Be Visible: Funders Support What They Know
In Texas, as in a handful of other states, average daily attendance rates are at the foundation of the state’s formula for distributing school revenue. During Asthma Awareness Week in 2010, AAEP staff, school district leaders and a student who benefitted from the program presented to the school board on AAEP’s impact. The student shared their personal asthma and academic performance improvement stories, and district leaders described the return on investment the AAEP is generating as a result of increased attendance of both students and staff. An effective school-based asthma control program like NEISD’s can quickly increase attendance and thereby pay for itself.
Use Data to Demonstrate Your Program’s Value
Based on Texas’ school funding formula, a one percent increase in average daily attendance for a district NEISD’s size generates an additional $3.5 million annually. The attendance data alone demonstrate the success of the AAEP: average daily attendance rates have increased since the program’s inception from 95.3% to 96.1%, and attendance during flu season has improved significantly. Based on these results, despite district-wide budget cuts in recent years, funding for AAEP has been sustained.
Promote Institutional Changes for Sustainability
NEISD recently implemented the Environmental Assessment for Facilities (EAF) program to support the AAEP. It is a standard environmental assessment to promote building health across the district, and it is based on the past five years of experience with environmental interventions related to asthma. The EAF includes classroom, custodial, maintenance and air sampling components. Results are shared with principals and teachers, custodial staff, and facilities and maintenance personnel in presentations that link facility environments and student health, attendance, academic performance and funding for the district. This effort promotes action by the entire school community to establish and maintain facility health.

### Assignment:
Return everything in the school asthma program text from "Promote Institutional Changes" down to "maintain facility health.", copied word for word. The material after this point comes from a separate, unrelated source.

### Data supplied:
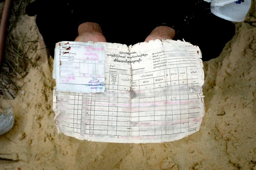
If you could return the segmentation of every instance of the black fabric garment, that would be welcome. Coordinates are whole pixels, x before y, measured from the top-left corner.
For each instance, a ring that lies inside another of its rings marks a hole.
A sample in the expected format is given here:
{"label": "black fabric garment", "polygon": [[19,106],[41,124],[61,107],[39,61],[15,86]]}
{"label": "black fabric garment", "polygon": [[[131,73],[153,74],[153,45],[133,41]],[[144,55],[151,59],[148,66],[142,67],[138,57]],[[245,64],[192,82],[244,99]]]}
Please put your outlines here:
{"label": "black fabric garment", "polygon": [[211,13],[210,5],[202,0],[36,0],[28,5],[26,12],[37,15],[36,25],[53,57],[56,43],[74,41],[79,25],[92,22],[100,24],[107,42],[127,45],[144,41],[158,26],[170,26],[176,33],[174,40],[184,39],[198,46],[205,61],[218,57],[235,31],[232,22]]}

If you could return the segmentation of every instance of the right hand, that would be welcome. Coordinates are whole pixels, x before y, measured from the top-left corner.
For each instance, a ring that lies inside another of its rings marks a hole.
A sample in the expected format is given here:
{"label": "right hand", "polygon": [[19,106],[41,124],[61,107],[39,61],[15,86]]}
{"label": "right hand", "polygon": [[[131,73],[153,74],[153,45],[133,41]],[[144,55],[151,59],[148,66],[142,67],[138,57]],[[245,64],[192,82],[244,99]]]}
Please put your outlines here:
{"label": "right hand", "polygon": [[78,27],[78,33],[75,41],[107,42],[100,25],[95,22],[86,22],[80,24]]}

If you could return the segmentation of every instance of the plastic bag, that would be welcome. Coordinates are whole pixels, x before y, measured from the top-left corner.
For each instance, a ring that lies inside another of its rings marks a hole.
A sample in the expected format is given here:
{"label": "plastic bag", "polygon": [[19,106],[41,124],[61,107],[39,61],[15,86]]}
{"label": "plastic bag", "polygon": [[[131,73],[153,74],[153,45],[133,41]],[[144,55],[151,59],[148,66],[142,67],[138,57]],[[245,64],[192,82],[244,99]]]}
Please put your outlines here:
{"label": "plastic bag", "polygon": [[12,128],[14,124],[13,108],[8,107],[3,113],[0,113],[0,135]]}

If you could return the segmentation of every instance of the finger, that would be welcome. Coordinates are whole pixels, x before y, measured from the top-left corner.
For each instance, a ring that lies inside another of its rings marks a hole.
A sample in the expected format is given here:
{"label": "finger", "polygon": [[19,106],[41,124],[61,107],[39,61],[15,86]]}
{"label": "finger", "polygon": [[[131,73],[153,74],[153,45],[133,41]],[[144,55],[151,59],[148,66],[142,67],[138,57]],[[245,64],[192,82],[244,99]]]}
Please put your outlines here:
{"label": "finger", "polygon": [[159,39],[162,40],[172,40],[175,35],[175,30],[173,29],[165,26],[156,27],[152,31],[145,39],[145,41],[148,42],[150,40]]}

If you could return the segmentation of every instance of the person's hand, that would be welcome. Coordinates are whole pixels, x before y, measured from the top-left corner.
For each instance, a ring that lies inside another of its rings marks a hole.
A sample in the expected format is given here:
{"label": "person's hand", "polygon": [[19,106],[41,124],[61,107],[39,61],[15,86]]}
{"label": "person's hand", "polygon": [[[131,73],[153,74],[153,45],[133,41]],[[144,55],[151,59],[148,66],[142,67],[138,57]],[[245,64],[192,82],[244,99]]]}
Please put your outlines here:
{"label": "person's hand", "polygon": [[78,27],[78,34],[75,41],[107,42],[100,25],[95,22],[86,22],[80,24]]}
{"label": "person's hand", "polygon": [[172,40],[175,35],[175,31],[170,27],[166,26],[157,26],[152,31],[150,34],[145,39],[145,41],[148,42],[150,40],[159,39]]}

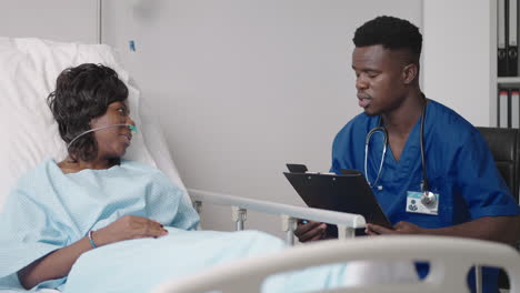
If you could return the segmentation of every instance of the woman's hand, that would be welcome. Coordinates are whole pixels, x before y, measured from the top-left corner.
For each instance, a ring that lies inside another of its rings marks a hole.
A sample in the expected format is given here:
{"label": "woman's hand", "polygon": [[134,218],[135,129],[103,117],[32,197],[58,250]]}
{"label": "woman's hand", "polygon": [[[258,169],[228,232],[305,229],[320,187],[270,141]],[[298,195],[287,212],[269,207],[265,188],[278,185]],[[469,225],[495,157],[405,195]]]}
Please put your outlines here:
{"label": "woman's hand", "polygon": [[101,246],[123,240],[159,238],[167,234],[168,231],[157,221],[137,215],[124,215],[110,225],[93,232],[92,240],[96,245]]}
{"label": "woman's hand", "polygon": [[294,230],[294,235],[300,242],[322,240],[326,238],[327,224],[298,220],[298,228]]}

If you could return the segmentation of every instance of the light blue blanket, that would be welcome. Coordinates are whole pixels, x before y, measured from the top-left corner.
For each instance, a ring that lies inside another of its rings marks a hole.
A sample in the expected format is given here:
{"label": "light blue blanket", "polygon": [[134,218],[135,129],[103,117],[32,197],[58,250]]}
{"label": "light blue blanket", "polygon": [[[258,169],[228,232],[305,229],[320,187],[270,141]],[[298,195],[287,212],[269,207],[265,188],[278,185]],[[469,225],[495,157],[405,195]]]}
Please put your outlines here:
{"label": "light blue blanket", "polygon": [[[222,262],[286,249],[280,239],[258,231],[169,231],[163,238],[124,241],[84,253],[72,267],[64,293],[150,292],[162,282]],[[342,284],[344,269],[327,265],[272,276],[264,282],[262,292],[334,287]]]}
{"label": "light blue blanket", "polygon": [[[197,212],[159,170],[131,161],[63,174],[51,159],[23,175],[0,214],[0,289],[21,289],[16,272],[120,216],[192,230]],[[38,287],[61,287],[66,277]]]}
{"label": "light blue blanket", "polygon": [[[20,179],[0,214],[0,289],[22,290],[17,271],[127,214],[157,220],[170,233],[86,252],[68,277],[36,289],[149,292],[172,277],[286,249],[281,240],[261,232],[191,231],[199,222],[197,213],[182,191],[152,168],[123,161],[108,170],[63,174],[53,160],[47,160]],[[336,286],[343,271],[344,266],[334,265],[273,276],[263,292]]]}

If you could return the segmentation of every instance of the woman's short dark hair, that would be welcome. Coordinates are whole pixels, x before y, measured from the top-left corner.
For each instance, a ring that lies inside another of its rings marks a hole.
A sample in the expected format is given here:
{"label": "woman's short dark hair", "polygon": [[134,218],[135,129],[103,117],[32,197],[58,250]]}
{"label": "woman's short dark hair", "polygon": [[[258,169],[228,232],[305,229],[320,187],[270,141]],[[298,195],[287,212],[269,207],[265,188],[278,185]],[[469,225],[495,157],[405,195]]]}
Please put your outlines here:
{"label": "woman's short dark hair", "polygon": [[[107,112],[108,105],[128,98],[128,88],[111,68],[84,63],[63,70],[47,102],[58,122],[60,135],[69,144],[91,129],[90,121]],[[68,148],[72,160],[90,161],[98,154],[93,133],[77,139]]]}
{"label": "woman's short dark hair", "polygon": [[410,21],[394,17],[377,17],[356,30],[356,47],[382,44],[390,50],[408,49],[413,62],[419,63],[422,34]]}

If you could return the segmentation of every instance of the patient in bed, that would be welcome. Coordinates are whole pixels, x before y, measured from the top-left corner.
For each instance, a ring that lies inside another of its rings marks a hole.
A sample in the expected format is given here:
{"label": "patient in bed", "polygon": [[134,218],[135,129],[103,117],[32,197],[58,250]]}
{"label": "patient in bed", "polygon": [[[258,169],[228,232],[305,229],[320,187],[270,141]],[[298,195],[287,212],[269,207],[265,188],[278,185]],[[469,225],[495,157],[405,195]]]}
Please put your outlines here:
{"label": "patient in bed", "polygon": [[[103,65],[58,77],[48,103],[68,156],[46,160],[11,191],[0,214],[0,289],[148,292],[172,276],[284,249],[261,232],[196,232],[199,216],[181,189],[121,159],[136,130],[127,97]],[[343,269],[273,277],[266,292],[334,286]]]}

### Result of the task:
Promote Institutional Changes for Sustainability
NEISD recently implemented the Environmental Assessment for Facilities (EAF) program to support the AAEP. It is a standard environmental assessment to promote building health across the district, and it is based on the past five years of experience with environmental interventions related to asthma. The EAF includes classroom, custodial, maintenance and air sampling components. Results are shared with principals and teachers, custodial staff, and facilities and maintenance personnel in presentations that link facility environments and student health, attendance, academic performance and funding for the district. This effort promotes action by the entire school community to establish and maintain facility health.